■ Brief ■
Copy every line of the following data that includes the string "insect".

****

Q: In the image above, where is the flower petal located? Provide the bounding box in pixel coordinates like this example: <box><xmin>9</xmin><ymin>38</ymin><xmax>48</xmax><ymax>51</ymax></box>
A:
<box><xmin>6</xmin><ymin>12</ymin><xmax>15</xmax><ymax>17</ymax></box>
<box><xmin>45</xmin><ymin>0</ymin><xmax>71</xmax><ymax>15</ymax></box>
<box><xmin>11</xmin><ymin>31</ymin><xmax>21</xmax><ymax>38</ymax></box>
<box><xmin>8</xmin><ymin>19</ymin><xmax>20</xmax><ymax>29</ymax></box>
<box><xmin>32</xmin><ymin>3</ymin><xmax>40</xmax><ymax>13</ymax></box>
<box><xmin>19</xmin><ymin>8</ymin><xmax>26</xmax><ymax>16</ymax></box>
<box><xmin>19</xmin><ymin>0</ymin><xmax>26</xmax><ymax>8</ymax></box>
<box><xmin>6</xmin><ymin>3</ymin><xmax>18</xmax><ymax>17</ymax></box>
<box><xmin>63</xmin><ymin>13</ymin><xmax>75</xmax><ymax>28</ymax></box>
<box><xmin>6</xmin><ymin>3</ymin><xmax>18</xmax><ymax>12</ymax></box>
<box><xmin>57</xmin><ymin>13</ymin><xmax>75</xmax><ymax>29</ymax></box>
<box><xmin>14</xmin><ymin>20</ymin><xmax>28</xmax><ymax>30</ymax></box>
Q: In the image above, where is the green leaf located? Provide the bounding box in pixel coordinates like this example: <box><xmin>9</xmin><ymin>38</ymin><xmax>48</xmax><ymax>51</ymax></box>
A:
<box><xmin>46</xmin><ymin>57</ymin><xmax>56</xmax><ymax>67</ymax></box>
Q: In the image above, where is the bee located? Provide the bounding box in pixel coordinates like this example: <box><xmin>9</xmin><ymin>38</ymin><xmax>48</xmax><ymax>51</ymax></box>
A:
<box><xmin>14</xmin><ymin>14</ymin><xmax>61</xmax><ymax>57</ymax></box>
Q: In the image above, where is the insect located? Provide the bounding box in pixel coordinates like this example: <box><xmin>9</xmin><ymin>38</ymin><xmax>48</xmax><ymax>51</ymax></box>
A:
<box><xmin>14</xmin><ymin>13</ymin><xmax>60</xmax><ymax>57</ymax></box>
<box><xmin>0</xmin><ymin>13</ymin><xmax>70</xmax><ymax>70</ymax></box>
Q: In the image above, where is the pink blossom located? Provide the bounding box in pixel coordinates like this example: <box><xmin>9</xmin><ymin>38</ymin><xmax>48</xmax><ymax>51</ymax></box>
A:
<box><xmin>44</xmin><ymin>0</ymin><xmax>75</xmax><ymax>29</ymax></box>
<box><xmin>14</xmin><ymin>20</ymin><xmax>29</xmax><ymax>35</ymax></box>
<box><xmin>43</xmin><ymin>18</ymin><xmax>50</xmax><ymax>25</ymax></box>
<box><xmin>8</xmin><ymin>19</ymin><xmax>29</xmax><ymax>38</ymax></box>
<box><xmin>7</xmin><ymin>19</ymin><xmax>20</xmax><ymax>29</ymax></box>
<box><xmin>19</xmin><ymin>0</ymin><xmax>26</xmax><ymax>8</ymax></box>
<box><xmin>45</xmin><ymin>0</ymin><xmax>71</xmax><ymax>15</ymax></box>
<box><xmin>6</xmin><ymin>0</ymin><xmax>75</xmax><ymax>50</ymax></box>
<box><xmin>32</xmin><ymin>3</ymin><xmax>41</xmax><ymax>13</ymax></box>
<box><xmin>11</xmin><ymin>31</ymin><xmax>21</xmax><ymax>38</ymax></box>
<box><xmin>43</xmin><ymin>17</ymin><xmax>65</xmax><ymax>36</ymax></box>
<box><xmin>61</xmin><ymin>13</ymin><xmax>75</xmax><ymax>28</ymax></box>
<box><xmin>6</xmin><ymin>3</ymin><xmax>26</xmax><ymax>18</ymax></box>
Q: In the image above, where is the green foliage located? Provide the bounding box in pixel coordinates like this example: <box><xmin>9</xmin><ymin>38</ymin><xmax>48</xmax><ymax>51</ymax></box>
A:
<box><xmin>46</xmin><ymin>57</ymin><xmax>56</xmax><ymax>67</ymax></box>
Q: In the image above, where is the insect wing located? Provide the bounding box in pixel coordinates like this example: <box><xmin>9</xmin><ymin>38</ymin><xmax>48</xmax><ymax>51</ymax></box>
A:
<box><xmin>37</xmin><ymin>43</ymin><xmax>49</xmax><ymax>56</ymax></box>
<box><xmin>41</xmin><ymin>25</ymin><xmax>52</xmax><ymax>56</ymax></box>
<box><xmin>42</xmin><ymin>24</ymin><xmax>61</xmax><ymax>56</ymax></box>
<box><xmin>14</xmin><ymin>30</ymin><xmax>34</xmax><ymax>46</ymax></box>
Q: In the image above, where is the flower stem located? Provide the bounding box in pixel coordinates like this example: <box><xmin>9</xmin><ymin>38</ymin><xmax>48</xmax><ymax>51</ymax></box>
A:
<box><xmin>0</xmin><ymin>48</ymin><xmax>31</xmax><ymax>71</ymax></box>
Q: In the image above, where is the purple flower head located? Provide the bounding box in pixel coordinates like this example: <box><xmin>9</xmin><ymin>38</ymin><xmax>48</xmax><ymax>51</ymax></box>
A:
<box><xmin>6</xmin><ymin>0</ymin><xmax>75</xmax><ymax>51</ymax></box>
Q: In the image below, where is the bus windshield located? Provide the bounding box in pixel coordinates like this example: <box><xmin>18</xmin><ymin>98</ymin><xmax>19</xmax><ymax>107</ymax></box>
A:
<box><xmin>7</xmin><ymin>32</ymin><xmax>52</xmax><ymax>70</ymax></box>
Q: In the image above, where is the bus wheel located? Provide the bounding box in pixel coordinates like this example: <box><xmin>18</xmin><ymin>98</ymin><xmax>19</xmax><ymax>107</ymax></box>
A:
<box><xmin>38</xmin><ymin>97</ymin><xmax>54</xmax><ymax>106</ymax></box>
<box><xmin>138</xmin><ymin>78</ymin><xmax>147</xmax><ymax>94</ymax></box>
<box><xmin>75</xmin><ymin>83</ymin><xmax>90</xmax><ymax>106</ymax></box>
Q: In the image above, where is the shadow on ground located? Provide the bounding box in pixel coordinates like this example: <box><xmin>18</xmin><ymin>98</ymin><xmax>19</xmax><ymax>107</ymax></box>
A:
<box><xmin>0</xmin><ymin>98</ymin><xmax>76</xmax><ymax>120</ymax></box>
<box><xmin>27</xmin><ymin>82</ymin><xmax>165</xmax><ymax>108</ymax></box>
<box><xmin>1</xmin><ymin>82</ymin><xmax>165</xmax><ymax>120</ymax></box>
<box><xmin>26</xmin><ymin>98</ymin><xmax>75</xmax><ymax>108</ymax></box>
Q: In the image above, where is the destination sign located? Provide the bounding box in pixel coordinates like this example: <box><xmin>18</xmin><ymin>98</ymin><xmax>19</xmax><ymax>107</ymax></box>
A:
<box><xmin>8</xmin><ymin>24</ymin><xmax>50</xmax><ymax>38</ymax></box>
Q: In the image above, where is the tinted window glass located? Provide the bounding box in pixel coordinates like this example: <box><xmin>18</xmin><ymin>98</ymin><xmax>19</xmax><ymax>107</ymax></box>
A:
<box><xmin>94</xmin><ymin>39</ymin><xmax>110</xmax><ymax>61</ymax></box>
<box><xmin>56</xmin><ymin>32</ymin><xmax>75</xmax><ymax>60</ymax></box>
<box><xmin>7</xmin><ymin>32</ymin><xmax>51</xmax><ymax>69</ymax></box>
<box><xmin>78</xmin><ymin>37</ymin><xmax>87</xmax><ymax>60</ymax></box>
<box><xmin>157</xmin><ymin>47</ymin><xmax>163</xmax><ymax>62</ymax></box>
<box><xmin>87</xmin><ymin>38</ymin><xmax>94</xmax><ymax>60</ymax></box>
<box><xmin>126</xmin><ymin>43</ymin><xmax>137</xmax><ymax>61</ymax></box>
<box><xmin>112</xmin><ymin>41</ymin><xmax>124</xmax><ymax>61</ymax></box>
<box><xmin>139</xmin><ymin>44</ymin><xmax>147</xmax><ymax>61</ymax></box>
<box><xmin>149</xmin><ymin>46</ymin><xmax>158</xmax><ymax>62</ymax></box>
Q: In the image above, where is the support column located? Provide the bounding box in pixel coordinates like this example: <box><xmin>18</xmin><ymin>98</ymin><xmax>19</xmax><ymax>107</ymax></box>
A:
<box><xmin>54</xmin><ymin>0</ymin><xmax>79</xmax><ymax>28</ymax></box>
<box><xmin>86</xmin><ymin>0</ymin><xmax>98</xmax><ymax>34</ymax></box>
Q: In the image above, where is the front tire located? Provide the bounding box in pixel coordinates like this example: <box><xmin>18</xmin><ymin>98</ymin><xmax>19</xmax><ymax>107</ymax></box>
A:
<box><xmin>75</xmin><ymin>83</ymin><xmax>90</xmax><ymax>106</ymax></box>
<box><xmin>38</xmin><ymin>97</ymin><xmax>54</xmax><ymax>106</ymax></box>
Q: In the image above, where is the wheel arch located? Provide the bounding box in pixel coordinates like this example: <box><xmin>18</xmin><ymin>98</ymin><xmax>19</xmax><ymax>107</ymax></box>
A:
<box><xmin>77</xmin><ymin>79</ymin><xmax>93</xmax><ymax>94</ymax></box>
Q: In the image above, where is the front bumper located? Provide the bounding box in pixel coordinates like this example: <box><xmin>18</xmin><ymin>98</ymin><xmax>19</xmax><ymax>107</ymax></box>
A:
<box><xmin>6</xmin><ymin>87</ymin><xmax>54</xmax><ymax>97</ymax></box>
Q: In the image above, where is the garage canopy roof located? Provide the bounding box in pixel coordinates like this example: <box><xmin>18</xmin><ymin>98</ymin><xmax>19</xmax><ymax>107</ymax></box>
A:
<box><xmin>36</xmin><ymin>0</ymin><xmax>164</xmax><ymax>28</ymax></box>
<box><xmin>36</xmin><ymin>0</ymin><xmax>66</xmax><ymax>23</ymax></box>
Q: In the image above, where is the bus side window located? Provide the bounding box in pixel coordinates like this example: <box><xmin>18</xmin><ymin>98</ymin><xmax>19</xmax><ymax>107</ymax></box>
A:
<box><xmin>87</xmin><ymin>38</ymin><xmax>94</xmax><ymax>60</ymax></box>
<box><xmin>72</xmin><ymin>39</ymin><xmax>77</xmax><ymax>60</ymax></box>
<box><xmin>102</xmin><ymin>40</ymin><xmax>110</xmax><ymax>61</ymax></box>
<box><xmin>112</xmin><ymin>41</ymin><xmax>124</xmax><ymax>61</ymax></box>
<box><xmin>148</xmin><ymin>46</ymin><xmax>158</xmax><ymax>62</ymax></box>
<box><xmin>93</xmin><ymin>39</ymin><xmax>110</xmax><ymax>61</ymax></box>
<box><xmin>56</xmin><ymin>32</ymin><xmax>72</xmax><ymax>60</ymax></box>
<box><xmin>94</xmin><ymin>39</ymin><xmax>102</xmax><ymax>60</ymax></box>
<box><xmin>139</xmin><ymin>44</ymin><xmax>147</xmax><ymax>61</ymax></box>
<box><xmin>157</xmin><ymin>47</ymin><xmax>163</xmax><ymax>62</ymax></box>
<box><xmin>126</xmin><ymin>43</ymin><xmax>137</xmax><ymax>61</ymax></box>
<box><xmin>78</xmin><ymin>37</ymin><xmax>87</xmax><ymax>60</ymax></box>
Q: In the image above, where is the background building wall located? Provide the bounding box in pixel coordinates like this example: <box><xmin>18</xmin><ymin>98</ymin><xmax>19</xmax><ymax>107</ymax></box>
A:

****

■ Task answer ■
Q: In the image above, where is the insect located? Provide the bounding box in pixel coordinates like this example: <box><xmin>9</xmin><ymin>38</ymin><xmax>48</xmax><ymax>51</ymax></box>
Q: In the image above, where is the insect wing located? Provide the bounding box in pixel coordinates like this example: <box><xmin>9</xmin><ymin>38</ymin><xmax>48</xmax><ymax>51</ymax></box>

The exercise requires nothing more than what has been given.